[INPUT DATA — start]

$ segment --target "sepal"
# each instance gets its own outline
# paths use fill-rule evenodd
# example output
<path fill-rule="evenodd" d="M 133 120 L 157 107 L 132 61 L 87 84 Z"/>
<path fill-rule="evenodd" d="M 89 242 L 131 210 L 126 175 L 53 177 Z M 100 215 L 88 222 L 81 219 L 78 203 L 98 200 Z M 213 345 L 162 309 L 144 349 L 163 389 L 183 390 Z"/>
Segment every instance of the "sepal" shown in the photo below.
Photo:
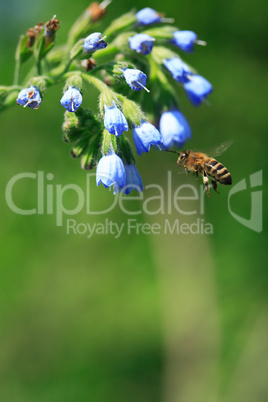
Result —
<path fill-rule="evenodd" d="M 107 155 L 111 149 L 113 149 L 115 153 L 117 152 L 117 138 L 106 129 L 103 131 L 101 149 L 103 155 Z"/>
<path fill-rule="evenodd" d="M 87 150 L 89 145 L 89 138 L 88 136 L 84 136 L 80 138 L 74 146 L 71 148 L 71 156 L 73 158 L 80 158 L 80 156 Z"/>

[INPUT DATA — finish]
[INPUT DATA — start]

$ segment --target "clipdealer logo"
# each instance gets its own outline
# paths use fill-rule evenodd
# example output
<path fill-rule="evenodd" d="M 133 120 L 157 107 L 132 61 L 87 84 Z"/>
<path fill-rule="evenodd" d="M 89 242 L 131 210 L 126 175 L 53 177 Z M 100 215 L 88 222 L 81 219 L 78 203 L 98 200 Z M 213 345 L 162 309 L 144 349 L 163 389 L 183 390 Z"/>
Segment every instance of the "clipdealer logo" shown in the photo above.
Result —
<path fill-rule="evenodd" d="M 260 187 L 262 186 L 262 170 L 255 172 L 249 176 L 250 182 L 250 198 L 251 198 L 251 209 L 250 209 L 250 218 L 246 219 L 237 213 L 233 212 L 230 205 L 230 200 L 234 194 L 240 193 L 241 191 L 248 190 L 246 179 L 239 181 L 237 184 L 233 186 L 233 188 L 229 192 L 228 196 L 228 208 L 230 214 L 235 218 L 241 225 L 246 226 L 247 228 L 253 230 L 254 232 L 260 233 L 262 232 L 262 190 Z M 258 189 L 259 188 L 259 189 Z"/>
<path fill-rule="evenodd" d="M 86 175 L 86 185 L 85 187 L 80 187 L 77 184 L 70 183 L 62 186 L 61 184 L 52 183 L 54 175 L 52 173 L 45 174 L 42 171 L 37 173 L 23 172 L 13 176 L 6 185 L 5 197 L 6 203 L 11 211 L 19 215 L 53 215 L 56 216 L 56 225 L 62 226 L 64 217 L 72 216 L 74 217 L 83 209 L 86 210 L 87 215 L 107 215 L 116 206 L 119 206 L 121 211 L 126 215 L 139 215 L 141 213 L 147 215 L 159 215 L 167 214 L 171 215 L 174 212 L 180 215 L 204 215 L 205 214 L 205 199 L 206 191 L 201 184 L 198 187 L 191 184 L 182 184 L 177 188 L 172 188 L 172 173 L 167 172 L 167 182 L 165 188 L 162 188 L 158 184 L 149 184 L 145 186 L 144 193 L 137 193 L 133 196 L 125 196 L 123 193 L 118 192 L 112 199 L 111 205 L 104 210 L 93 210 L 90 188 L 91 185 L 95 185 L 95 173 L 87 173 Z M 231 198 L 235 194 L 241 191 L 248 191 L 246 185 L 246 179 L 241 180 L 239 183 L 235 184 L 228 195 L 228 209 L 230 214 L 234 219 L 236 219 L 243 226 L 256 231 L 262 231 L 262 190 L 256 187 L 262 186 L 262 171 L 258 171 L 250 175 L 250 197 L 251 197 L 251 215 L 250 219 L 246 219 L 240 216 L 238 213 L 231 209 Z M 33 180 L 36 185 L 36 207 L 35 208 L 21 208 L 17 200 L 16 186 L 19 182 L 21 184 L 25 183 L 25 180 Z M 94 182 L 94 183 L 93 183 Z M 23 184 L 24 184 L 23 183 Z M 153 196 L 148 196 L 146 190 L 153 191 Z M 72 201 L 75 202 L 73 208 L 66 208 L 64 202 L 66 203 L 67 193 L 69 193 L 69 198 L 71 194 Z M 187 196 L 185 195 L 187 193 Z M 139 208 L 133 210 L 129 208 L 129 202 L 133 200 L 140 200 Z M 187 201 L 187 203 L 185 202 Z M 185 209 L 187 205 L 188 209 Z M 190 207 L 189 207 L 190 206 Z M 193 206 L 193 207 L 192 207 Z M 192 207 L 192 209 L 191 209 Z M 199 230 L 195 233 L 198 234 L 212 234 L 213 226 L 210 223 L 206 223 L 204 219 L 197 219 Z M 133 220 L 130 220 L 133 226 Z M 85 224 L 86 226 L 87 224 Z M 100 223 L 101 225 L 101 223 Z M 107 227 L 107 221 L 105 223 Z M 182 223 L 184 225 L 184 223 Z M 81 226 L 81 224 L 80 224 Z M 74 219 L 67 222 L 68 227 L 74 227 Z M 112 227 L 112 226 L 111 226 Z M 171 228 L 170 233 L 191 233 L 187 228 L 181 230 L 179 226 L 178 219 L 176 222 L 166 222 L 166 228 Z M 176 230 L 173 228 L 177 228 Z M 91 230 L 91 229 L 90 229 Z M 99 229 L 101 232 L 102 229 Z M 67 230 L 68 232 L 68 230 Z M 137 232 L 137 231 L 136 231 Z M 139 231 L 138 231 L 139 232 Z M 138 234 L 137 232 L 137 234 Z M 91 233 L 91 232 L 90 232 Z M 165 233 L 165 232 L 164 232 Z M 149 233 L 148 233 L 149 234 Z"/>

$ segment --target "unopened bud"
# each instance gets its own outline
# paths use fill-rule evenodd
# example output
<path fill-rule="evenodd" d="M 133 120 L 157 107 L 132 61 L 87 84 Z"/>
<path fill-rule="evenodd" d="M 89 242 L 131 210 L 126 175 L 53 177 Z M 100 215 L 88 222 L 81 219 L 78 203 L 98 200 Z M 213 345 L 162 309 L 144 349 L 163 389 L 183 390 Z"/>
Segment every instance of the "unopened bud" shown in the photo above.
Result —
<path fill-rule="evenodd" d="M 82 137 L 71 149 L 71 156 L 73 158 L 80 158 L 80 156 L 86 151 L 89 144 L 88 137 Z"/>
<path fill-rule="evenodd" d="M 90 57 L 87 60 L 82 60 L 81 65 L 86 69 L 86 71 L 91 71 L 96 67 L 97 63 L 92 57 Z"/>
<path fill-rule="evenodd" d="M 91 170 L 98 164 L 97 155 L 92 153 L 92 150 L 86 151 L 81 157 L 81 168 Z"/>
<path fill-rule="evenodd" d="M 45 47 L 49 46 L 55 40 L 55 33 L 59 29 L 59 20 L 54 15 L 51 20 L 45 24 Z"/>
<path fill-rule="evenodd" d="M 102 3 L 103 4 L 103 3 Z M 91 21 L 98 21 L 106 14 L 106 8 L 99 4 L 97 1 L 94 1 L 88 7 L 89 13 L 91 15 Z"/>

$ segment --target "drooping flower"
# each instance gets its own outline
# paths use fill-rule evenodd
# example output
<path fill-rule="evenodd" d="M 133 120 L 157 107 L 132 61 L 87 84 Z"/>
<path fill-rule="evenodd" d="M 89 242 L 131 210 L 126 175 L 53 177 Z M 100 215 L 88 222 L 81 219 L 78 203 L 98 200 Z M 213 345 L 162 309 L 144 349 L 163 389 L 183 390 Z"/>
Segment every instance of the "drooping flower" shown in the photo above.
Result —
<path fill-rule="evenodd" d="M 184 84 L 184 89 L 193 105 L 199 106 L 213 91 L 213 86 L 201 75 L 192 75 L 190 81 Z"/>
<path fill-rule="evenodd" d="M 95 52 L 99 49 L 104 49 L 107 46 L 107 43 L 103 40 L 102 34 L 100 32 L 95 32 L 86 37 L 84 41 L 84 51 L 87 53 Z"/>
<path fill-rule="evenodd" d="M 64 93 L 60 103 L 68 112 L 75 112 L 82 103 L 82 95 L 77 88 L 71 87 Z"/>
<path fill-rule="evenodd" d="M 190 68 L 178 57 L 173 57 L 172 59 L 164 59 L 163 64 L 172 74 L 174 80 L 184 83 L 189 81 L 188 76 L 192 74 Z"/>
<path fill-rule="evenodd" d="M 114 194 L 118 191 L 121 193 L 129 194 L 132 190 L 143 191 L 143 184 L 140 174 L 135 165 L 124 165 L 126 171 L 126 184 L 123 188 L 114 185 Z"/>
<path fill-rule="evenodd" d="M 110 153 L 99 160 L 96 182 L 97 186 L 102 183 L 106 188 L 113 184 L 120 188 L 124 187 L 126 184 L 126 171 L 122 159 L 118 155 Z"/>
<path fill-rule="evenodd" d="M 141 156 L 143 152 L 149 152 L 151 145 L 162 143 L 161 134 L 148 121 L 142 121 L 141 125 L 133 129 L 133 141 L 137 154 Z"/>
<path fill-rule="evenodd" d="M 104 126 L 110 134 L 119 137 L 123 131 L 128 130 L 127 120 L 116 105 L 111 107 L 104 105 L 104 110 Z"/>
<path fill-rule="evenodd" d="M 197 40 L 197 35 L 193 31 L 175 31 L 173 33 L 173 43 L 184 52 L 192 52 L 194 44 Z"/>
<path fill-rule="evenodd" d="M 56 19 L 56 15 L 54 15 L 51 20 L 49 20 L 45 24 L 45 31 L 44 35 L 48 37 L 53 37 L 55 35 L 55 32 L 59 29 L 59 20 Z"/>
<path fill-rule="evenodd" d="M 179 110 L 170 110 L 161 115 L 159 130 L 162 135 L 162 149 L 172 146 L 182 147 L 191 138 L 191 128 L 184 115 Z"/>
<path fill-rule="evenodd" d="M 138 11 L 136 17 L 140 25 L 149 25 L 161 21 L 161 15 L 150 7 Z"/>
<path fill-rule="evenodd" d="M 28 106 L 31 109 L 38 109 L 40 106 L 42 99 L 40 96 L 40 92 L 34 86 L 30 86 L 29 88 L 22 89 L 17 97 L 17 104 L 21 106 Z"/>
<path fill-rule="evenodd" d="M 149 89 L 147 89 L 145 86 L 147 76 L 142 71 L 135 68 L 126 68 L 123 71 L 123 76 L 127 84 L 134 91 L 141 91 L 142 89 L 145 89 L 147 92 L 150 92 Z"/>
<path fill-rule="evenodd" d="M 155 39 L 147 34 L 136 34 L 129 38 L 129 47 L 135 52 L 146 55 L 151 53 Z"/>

[INPUT DATA — finish]

▶ [WORK TO COMPLETE]:
If a line of the records contains the word "above", count it; give only the total.

▶ [FINAL ANSWER]:
3